* Required task
Leave every picture out and write out the records below exactly.

* Extracted material
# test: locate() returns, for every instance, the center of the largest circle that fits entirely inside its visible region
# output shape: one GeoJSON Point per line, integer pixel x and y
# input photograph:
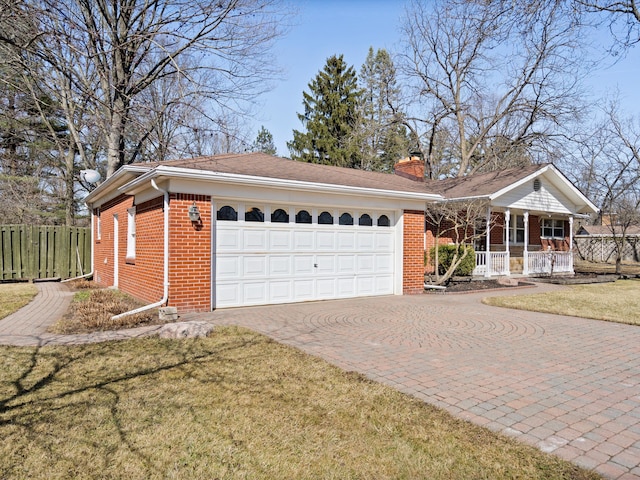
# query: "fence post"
{"type": "Point", "coordinates": [31, 251]}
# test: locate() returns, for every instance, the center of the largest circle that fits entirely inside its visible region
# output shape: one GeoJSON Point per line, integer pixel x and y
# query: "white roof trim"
{"type": "Point", "coordinates": [118, 178]}
{"type": "Point", "coordinates": [537, 173]}
{"type": "Point", "coordinates": [205, 175]}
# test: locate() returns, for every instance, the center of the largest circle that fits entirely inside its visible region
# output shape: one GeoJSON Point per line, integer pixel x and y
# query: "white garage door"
{"type": "Point", "coordinates": [259, 262]}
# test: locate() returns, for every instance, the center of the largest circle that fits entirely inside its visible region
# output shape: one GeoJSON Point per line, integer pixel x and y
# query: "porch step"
{"type": "Point", "coordinates": [516, 265]}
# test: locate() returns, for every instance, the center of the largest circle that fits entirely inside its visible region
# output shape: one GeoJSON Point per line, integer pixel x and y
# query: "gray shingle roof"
{"type": "Point", "coordinates": [482, 184]}
{"type": "Point", "coordinates": [263, 165]}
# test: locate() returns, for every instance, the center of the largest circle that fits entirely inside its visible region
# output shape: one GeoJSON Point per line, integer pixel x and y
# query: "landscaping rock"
{"type": "Point", "coordinates": [507, 281]}
{"type": "Point", "coordinates": [168, 314]}
{"type": "Point", "coordinates": [185, 330]}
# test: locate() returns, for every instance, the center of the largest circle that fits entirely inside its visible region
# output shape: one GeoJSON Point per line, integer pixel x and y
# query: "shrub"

* Correct response
# test: locate() returns, for every instance, the center of the largest circle that fits entirely inside its visible region
# output shape: one GeoJSON Point per line, integer pixel x and y
# input photograph:
# query: "fence post"
{"type": "Point", "coordinates": [31, 251]}
# test: locate() returns, for every instance, the center of the largest circle that fits entirely inside its visible region
# output shape: one GeoJSON Point per line, integer pixel x and y
# query: "white roof trim"
{"type": "Point", "coordinates": [118, 178]}
{"type": "Point", "coordinates": [537, 173]}
{"type": "Point", "coordinates": [205, 175]}
# test: locate() returns, for every instance, the center of the largest circle that fits entirely inside its visible region
# output shape: one GeoJSON Point per line, integer pixel x and y
# query: "white garage door"
{"type": "Point", "coordinates": [259, 262]}
# test: locate() returns, for every instance, the center of the largest circle that fits entirely inside its visible region
# output shape: one GeoJSON Point per line, integer pixel x and y
# query: "porch step"
{"type": "Point", "coordinates": [516, 265]}
# test: locate() returns, for every instance, the center of the largest circle that fits entirely inside its visible region
# output shape: one GeoJSON Point per line, integer pixel x and y
# query: "gray shingle roof"
{"type": "Point", "coordinates": [482, 184]}
{"type": "Point", "coordinates": [263, 165]}
# test: locate() returns, for every instance, the center of the largest circle that fits entirely inside its visible region
# output shape: one GeoJSON Point per line, integer pixel x and y
# query: "landscaping rock"
{"type": "Point", "coordinates": [507, 281]}
{"type": "Point", "coordinates": [168, 314]}
{"type": "Point", "coordinates": [185, 330]}
# test: locate() returns, for every instance, the center of the largest circle that fits entirely inside its visible region
# output shape: one GeoJSON Point per line, integer pixel x and y
# query: "shrub"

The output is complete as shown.